## START

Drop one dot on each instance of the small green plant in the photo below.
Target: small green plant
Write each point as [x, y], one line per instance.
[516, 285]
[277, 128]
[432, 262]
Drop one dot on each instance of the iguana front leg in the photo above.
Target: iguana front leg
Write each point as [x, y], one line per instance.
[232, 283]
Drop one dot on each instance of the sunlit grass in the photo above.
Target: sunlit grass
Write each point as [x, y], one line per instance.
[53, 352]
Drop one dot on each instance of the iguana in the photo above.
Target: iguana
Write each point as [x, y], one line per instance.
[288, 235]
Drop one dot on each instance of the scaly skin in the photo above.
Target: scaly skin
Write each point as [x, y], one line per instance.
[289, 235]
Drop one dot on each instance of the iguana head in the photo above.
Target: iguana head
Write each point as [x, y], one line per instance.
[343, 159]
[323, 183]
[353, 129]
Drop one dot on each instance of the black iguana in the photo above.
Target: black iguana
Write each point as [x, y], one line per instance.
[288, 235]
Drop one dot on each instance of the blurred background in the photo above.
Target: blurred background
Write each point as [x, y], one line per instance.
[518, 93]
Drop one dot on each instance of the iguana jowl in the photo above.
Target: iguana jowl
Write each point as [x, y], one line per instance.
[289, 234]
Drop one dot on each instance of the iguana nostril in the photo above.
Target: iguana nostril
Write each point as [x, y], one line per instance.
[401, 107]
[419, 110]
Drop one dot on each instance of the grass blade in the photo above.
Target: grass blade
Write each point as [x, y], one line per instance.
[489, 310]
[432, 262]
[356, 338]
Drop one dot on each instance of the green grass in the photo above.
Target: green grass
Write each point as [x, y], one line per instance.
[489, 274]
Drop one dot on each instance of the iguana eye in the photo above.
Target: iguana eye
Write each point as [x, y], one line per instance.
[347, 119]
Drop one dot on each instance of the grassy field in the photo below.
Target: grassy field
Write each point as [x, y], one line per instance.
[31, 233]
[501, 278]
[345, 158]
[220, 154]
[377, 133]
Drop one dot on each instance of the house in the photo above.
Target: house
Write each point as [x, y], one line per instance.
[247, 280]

## END

Retype nothing except the lines from the line holding "Drop one dot on each instance of the scaly" through the last line of the entries, both included.

Drop one dot on each instance of the scaly skin in the photo above.
Target: scaly skin
Write each point as [x, y], one line per instance.
[289, 235]
Drop one dot on each instance of the iguana head in the photo above.
Target: iguana head
Write each point as [x, y], one line per instance.
[343, 159]
[323, 183]
[353, 129]
Drop one dot on each instance of the black iguana in the photo above.
Target: black iguana
Write each point as [x, y], one line per instance.
[288, 235]
Drop one dot on each instance of the blurred background in the photo above.
Target: blurred background
Write each point as [x, y], one line per instance.
[518, 93]
Drop one dot on each instance of the iguana jowl in the photo above.
Target: iguana jowl
Write each point as [x, y], one line per instance.
[289, 234]
Drop one dot on each instance of the iguana nostril in the photo above.
Target: iguana nostril
Write each point as [x, y], one line per instance.
[401, 107]
[419, 110]
Drop one dot on each instance of the grass blade in the photo above.
Target: grass blade
Write each point as [x, y], one line per instance.
[489, 310]
[432, 262]
[356, 338]
Drop one dot on each instance of the green grass in the photo above.
Target: green grass
Write each point as [x, y], one line per instance.
[489, 274]
Drop one dot on each instance of the iguana eye in the photo above.
Target: iguana eye
Write each point as [x, y], one line per instance.
[347, 119]
Drop one dot on each instance of the grassy field in the photo below.
Target: grassy field
Write each point as [x, y], one line per instance.
[31, 233]
[501, 278]
[345, 158]
[220, 154]
[377, 133]
Drop one dot on each instance of the house in the photo above.
Target: house
Write each point as [x, y], one line per instance.
[247, 280]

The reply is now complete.